** start DOCUMENT EXTRACT **

Directed by Jonathan Glazer
Starring Scarlett Johansson, Jeremy McWilliams, Adam Pearson
Drama, Sci-Fi
108 Mins
R
Of the many masters of cinema, Stanley Kubrick bulges out an esoteric monolith; an unbound vision of dystopian tomorrowland. Knowingly or no, he redefined cinema and still has a hulking influence over modern pictures. He started making movies in the age of Hays Code, a totalitarian, aggressively Calvinist model of censorship that restricted the depiction of such things as "pointed profanity", "any licentious or suggestive nudity - in fact or in silhouette", "illegal traffic in drugs", and other horrors like "white slavery" (…). According to the master himself, these stringent policies ruined his 1962 adaptation of the controversial novel Lolita, a source riddled with sexual affront unsuitable for the likes of pre-Vietnam War gentleladies and gentlemen.
With censorship regulations lifted in 1968 (noticeably congruent to the proliferation of public access to the actual, and horrific, goings on in Nam), Kubrick led the charge into uncharted territory, stringing sex, violence, and gore like beads onto the necklace of cinema's rebirth. Visually striking tableaus of the "dark side" came to define his conclusively arresting work as he quickly became a maestro of these newly unregulated waters. Only four years later, he released what is still considered one of the most disturbing and controversial films to ever hit the market, another adaptation: A Clockwork Orange. Heralded as a celebration of the nasty side of human nature, Clockwork was a whole new bag and met mixed response from the critical and filmgoing community. Even critic Godfather Roger Ebert dumped on it. Lasciviousness, sadism, and sexual perversion went on to define many themes that ebbed throughout the pantheon of Kubrick's work and the many, many filmmakers who he influenced.
Jonathan Glazer's latest, Under the Skin, has drawn much early comparison to Kubrick's work, most notably, 2001: A Space Odyssey. The similarities aren't difficult to unearth as his work often feels like straight homage, if not strong stylistic replication. And when it's not busy being magnificently inaccessible, Under the Skin's powerful visual topography and mundane scene work provide the audience an unnaturally vague stethoscope to cull their own meaning from Glazer's work. His is a film that could be interpreted six ways to Sunday and still wouldn't have one sound, "definitive" reading. It's a tone poem for the sci-fi nutcase, a probing of what it to be human, ineradicably captured through the eyes of an alien.
Like Clockwork, Under the Skin unfolds in parabolic fashion with the rise and descent of our "heroine" - a mysterious seductress from another world. She's not as uncouth as Alex but her victims are just as many. Glazer's brazenly obscure opening sequence details our unnamed seductress in the belly of her inception. She's pieced together with the wardrobe of casual victim the first, practicing newfound pronunciation, perfecting an English accent like Neo downloading Kung Fu. Wearing a Scarlett Johansson skin suit, the world is her oyster.
But Glazer refuses to walk on eggshells around his audience, nor does he yield to the straight-forward demands of the mass consumer. His work lives in a world where Kubrick is king, where pop sensibilities drown alongside the arbitrary family that surfaces in the film's midst. It's a film of coincidence and self-discovery, told through parabolic symbolism and vague iconography. We craft our own meaning around the uncertain infrastructure he's presented. Reality is Inception limbo. We build, we destroy. Spin the top to make sure it's all real.

** end DOCUMENT EXTRACT **
** start PROVIDED MATERIAL **

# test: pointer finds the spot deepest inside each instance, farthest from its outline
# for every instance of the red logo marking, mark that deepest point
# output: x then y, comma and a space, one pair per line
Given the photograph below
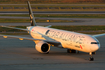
81, 47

** end PROVIDED MATERIAL **

EXERCISES:
a) According to the Under the Skin review, which controversial novel did Kubrick adapt in 1962?
b) Carry on writing the Under the Skin review from its final sentence, keeping the same voice.

PER-TASK OUTPUTS:
a) Lolita.

b)
Johansson is in increasingly common adroit form, an apt femme fatale that serves as protagonist and antagonist both. Knowingly dressed down so her natural beauty can shine through, she doesn't quite put in the caliber of career-topping performance one would hope for in such a one-woman-show. As her character pulls a reverse "Shining", becoming increasingly tapped into the meaning of the human struggle, Johansson is afforded more opportunities to perform a killing blow but never manages quite the venomous sting one would expect. She plays her character like a living Venus Fly Trap. Cloying helplessness flows into a dastardly come-hither dance. She snares us all.
What Glazer fails to capture of Kubrick's cajolery is the subversive but populist appeal he purposefully built into the foundation of his work. No matter how out there Kubrick got, he maintained a semblance of mainstream magnetism. There's a measure of esoteric relatability in Kubrick's films that escape his many protege wannabes, Glazer included. Then again, Kubrick might be a master because of his unusual circumstance, his being a child of two eras of film. That he was forced to function within a box for so long, when he did broke out, he had all the tools and training to transcend generic storytelling tropes. In many ways, the cell of censorship made his blossoming that much more potent and purposeful. Glazer's work is what happens when you start at Z and attempt to work your way forward.
No wonder then that In the Skin is a conflagration of human genitalia. Penises - flaccid and fully boned up - float towards the siren's call of Johansson's perpetually undressing figure. An explicit experiment on just how weird humans are in their natural state or a celebration of turn of the century carnal liberation, Glazer's intentions are as masked as the occult figurines of Kubrick's Eyes Wide Shut.
For all its lurid obscurity, Glazer's film finds potency rejuvenating the strange in cinema. Obscurity is his landmark, blurry ideology his send off. Under the Skin is sure to be the talk of cinephile's niche circles like Enemy was last month and for good reason: it's engaging, seductive and totally fucked in the head. It's just enough to temporarily numb your psyche and challenge your assumptions of what cinema ought to be.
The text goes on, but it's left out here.